Required task - Can you revise all of the items below so that "integer pairs" becomes "whole-number pairs" and nothing else changes? Leave the pictures out of your answer.
*-*-*
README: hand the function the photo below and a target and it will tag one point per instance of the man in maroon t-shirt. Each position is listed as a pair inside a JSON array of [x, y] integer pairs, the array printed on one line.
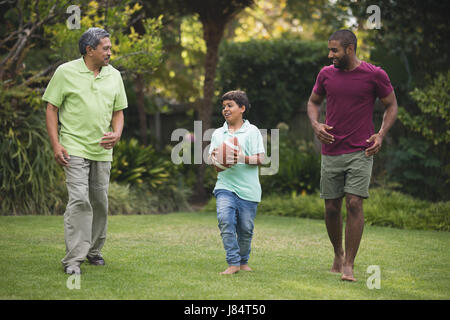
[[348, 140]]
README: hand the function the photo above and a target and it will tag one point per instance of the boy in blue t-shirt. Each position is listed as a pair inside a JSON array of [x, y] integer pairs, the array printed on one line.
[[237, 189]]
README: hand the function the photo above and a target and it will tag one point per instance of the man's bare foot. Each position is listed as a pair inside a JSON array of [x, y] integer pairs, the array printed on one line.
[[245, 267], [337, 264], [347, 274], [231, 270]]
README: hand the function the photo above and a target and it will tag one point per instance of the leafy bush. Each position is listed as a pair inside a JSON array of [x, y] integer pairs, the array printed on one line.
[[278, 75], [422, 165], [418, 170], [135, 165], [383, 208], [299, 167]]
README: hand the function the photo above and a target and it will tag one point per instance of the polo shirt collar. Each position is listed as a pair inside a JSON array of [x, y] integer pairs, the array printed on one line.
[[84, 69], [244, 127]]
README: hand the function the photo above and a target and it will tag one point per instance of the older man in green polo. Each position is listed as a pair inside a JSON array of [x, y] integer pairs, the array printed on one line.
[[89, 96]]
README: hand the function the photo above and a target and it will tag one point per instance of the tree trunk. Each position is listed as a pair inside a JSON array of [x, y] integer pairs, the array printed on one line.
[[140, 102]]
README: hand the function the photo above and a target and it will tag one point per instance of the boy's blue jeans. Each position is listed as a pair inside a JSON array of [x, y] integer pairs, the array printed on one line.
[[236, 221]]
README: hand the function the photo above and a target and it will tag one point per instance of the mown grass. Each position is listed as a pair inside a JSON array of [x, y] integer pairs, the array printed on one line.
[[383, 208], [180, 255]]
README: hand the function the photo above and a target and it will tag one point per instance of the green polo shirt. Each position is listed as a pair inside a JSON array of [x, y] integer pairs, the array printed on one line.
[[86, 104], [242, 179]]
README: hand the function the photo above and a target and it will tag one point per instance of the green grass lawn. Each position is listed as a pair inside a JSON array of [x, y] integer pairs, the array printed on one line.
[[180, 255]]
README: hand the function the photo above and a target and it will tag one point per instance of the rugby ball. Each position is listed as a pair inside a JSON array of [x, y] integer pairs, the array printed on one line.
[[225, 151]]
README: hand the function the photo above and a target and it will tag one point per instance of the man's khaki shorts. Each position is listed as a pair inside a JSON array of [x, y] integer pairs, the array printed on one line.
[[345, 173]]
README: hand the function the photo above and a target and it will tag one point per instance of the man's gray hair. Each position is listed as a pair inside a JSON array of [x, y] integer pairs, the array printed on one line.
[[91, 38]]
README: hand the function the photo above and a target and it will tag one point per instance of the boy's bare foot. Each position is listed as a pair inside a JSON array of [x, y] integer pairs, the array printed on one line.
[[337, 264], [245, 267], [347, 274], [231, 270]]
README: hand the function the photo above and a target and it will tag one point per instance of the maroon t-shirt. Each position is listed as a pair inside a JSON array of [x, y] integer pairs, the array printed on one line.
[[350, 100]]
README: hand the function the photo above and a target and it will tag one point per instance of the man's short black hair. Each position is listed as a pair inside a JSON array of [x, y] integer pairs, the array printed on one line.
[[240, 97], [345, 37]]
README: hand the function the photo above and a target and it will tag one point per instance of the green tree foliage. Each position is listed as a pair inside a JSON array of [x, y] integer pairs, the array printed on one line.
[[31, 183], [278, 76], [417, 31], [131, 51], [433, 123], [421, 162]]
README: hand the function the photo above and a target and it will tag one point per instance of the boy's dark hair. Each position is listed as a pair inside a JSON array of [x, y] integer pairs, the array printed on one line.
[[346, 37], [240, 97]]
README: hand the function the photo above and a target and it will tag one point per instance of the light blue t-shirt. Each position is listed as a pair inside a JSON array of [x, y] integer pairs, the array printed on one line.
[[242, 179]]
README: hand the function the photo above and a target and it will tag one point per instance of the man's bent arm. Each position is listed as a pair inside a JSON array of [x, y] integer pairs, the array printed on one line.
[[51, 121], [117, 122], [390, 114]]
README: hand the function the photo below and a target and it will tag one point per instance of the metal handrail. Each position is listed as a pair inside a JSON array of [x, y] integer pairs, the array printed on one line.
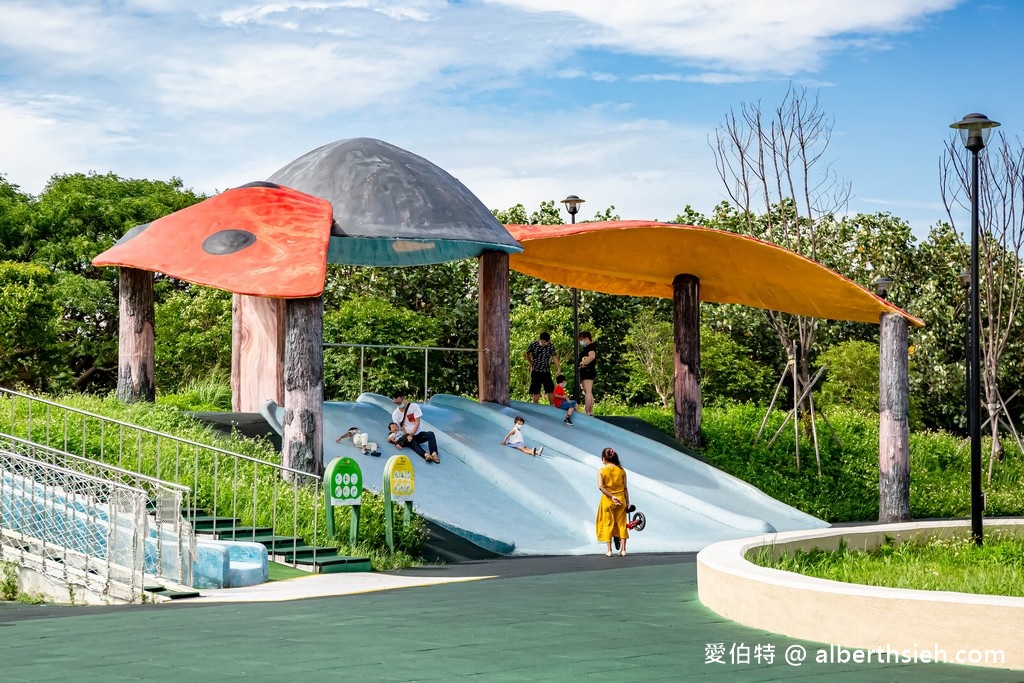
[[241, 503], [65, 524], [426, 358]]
*-*-*
Output of the exercise -
README: hand the function the photo below and a target and it will tag one point per instance of the man in maroon t-shirt. Each position is listed as a pair inside a JSON array of [x, y] whole-number pairs, the array printed on one line.
[[348, 140]]
README: hand the function the photo above and a target and it will tag one point per instance of the boy in blue t-shirt. Each position is listed as a pair inside a JSON array of [x, y] whole-number pairs, the array printed on one line.
[[237, 189]]
README: hand the function the photo above and a target and it will tag one point per instance of the man's bare foot. Each position is listed as a pair inside a JSON array of [x, y] whole-number pairs, the array printed on one line.
[[245, 267], [337, 264], [347, 274], [231, 270]]
README: hand the function the photo above and a target and it will tag one point per instance of the leafy bush. Each position is listed as a pair inside a JSON array of [x, y] whole-number pairs, the array printed on one line.
[[278, 75], [422, 165], [418, 170], [135, 165], [383, 208], [299, 167]]
README: hand the function the photo above and a target and it will tag one point per instance of the polo shirt collar. Each position is listed as a pair inside a JSON array of [x, y] whole-number pairs, the array printed on one line.
[[84, 69], [244, 127]]
README: hand the function the photo above and a target and it will tag one point per instance of the older man in green polo. Each position is listed as a pair inside a JSON array of [x, y] whole-number pairs, the array printed on one line.
[[89, 96]]
README: hand the function the photo above and a target and it will tag one point per instance of the tree trunk. Each position is listed as a pair inside a JSON array of [x, y] whole-number pairs, the array printed on one line.
[[140, 102]]
README: hand the function the photo above and a target and it will tag one point per instance of the boy's blue jeans. Each position is listed as a pair inside a JSON array of [x, y] whole-number pairs, the array printed on one line.
[[236, 221]]
README: hand the function the photo above and a target and it will tag one point per instance of the mown grass. Each position is listed as a pair inside a JSON array of [x, y] whole-number pairs, the array printed on one line.
[[383, 208], [180, 255]]
README: hand the function the photo above and a target and it will tag one point per instance of the green polo shirt. Each position is listed as a pair inside a JSON array of [x, y] whole-number pairs, the array printed on one line.
[[86, 104], [242, 179]]
README: hand the function the photo above and a target and it will tag one point per instance of the green grass lawn. Each position is listed as a pair inside a JSON array of [x, y] whole-number pairs, the array printed on one line.
[[180, 255]]
README: hand the function the photo above and a target and it will tag one point per instance of the rugby ball. Each position is listed as a pair inside a JSON array of [x, y] whole-number pairs, the array printed on one line.
[[225, 151]]
README: hand the function the photo above and a target and it will tag one point per instance of the man's khaki shorts. Each position is listed as a pair inside a JSON array of [x, y] whole-number pairs, the array printed on one line.
[[345, 173]]
README: hand the function the photo above and a target and it will tag one point per instance of the man's gray hair. Each position is listed as a pair inside a JSON array of [x, y] whole-number pairs, the array printed on one line.
[[91, 38]]
README: hand the function the photo above and a target and it will tag one point per instance of the boy's bare foot. Each position is listed as a pair inside a JSON array of [x, y] whole-number pairs, the array printed on one line.
[[337, 264], [245, 267], [347, 274], [231, 270]]
README: hand the function the photo above and a target and it will tag one point per instance of the maroon t-shirt. Each position is listed as a pair inside a JSON array of [x, y] whole-number pairs, the array printed on one line.
[[350, 100]]
README: hand the function the photo above and a target and it will tag one point per instance of the man's short black hair. Each position is listed as a pair inside a JSON array of [x, y] whole-number pairs, the array printed on one line.
[[240, 97], [345, 37]]
README: hand the function the photo above and a target and it will tag one point per instance of the green tree foliage. Each position is listed as a pair inside a JSON array of [x, y] whole-number pairs, the array printed on one line.
[[31, 183], [278, 76], [417, 31], [131, 51], [433, 123], [421, 162]]
README: hand the function the photo above and a target and it will tag one point per instance of the boy's dark hair. Each position is listed as a pair inside a JSON array of [x, y] whole-number pairs, the array printed on one line.
[[346, 37], [240, 97]]
README: hand the function the photo above and a target and it will tag one point per instance of the light blue t-shirt. Each position is listed as a pair inside a JSON array of [x, y] whole-number pairs, the array printed on one line.
[[242, 179]]
README: hand the function the photo above and a target and it will tag one point per instance of the man's bent arm. Each position is listed as a pair inside a JSON array of [x, y] whole-number pairs, the array printed on one line.
[[51, 121], [117, 122], [390, 114]]
README: hand the function the photo below and a target and it will tag one point per instance of the metal handrail. Each position is listed as a pair inside a JSON array of [x, y] whole-number pairs, the array printed on one line.
[[241, 503], [65, 524], [426, 358]]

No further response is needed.